I haven’t written about the car accident for awhile because I have been too anxious and shaken, and have not wanted to publicize details that might seem like an invasion of privacy. So I haven’t posted photos or named the children for this reason and will not do so now.

For those who don’t know, eight weeks ago today, Ming took his little cousins and a friend for a ride on the back of his ute (truck), then lost control on gravel about 2 kms from home. I do not want to replay the horror of that night or talk about the details. Instead, I want to say how grateful I am that everybody is recovering well despite multiple fractures including spinal and that yesterday we got the good news that two of my nieces got their neck braces off and the one nephew will hopefully soon be able to walk again (but I don’t know how soon). The friend is recovering well from her badly broken arm but her best friend, my niece, will still be in a neck-to-waist brace for many weeks (she is the one who told me to stop inboxing her, beautiful brat!)

## Dataset extract
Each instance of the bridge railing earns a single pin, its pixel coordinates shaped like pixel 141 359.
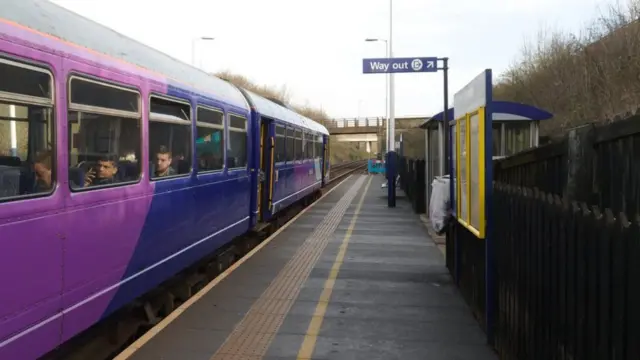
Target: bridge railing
pixel 356 122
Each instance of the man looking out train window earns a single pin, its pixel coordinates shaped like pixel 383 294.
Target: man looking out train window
pixel 163 162
pixel 105 175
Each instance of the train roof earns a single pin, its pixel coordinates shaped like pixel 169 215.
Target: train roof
pixel 49 18
pixel 273 110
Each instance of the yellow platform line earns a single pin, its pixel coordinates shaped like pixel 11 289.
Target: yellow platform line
pixel 253 335
pixel 144 339
pixel 311 337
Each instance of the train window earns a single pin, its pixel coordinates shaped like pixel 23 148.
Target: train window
pixel 237 145
pixel 304 144
pixel 299 149
pixel 318 145
pixel 280 150
pixel 26 131
pixel 310 145
pixel 169 137
pixel 290 145
pixel 93 94
pixel 104 134
pixel 25 80
pixel 210 139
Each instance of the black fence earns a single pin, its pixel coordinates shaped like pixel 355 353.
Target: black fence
pixel 412 182
pixel 567 279
pixel 566 244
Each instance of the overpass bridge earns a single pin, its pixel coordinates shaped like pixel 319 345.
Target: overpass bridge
pixel 369 131
pixel 370 125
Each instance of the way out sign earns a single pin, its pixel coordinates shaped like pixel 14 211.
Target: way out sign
pixel 399 65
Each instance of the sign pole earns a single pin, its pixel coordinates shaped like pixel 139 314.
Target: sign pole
pixel 390 163
pixel 445 118
pixel 391 66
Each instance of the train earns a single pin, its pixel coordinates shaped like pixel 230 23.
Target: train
pixel 120 166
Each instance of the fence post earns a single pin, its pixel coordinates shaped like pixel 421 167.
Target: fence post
pixel 580 155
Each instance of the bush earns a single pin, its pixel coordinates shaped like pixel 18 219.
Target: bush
pixel 580 78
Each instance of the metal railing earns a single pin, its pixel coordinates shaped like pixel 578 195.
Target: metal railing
pixel 355 122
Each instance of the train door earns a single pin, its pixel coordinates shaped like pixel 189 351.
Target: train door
pixel 265 177
pixel 327 161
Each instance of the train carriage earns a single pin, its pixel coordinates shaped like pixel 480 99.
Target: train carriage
pixel 120 166
pixel 291 164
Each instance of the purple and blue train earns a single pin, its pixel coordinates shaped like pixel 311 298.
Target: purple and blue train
pixel 120 166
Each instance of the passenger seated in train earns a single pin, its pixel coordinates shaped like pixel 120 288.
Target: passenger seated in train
pixel 163 162
pixel 42 169
pixel 105 174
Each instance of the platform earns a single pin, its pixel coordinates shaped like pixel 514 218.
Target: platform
pixel 349 278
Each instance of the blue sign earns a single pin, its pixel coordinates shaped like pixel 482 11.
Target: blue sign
pixel 399 65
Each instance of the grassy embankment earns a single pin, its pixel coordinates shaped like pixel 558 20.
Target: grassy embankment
pixel 339 151
pixel 580 78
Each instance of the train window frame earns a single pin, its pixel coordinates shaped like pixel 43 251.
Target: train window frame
pixel 304 144
pixel 319 146
pixel 299 155
pixel 130 115
pixel 236 129
pixel 282 136
pixel 290 140
pixel 170 119
pixel 35 67
pixel 310 147
pixel 11 98
pixel 210 125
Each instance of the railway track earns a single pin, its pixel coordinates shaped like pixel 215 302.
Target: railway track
pixel 106 339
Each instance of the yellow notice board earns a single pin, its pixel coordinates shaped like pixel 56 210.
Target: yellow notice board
pixel 470 171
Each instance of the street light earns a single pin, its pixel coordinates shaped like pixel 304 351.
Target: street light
pixel 193 47
pixel 391 124
pixel 386 77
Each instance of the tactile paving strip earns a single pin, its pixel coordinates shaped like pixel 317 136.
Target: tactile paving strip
pixel 252 336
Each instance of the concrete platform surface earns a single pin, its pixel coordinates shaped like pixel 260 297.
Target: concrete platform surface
pixel 349 279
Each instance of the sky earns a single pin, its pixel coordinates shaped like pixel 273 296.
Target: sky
pixel 315 48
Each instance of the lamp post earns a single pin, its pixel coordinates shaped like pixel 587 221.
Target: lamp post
pixel 391 158
pixel 386 77
pixel 193 47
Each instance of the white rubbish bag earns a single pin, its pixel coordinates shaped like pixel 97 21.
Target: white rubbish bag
pixel 439 203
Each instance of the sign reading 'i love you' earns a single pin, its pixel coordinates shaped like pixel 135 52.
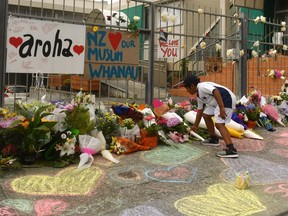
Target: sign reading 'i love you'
pixel 46 47
pixel 111 55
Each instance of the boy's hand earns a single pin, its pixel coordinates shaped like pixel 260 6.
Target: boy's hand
pixel 222 114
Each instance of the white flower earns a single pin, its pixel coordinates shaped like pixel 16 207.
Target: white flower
pixel 200 11
pixel 256 44
pixel 218 47
pixel 165 17
pixel 193 49
pixel 136 18
pixel 173 19
pixel 257 19
pixel 263 19
pixel 254 54
pixel 272 52
pixel 202 45
pixel 67 149
pixel 229 53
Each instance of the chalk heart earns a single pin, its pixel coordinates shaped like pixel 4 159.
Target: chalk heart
pixel 169 155
pixel 15 41
pixel 216 201
pixel 114 39
pixel 45 207
pixel 262 171
pixel 175 174
pixel 70 181
pixel 78 49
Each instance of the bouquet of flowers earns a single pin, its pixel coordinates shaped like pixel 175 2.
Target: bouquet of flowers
pixel 174 126
pixel 128 111
pixel 108 123
pixel 63 148
pixel 80 113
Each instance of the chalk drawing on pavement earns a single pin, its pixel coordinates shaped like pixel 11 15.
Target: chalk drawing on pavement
pixel 105 204
pixel 142 210
pixel 21 205
pixel 40 207
pixel 175 174
pixel 130 175
pixel 280 152
pixel 281 141
pixel 70 181
pixel 168 155
pixel 248 145
pixel 279 189
pixel 217 199
pixel 7 211
pixel 261 170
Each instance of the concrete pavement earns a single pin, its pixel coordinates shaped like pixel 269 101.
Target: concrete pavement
pixel 184 180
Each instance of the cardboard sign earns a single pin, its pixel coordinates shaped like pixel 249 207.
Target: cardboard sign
pixel 169 49
pixel 111 55
pixel 47 47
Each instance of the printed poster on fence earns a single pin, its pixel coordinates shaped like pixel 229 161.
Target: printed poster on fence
pixel 46 47
pixel 168 48
pixel 111 54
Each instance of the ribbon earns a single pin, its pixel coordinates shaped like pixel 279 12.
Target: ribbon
pixel 88 151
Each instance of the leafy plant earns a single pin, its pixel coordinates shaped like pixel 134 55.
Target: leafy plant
pixel 34 129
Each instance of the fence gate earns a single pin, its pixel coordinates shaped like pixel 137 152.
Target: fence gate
pixel 148 59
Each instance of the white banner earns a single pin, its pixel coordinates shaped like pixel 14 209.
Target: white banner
pixel 169 49
pixel 46 47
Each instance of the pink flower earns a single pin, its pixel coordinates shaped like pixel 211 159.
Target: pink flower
pixel 149 117
pixel 173 122
pixel 69 107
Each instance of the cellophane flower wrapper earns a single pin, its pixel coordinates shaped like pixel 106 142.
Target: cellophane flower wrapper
pixel 148 112
pixel 126 111
pixel 59 116
pixel 272 112
pixel 89 145
pixel 148 139
pixel 132 134
pixel 159 107
pixel 122 145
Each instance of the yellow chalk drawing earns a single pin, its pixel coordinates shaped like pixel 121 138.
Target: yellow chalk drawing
pixel 221 199
pixel 70 181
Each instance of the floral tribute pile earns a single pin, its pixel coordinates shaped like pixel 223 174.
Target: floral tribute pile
pixel 59 134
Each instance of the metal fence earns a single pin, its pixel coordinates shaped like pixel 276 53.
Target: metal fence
pixel 209 42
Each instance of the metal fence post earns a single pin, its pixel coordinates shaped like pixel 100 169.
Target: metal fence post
pixel 3 30
pixel 242 75
pixel 150 83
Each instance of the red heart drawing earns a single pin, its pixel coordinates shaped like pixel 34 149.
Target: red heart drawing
pixel 115 39
pixel 15 41
pixel 78 49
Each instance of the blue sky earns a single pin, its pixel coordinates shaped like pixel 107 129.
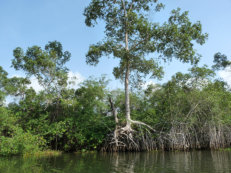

## Task directions
In the car accident text, what did Ming lose control on, and how far from home was it?

## Worked solution
He lost control on gravel about 2 kms from home.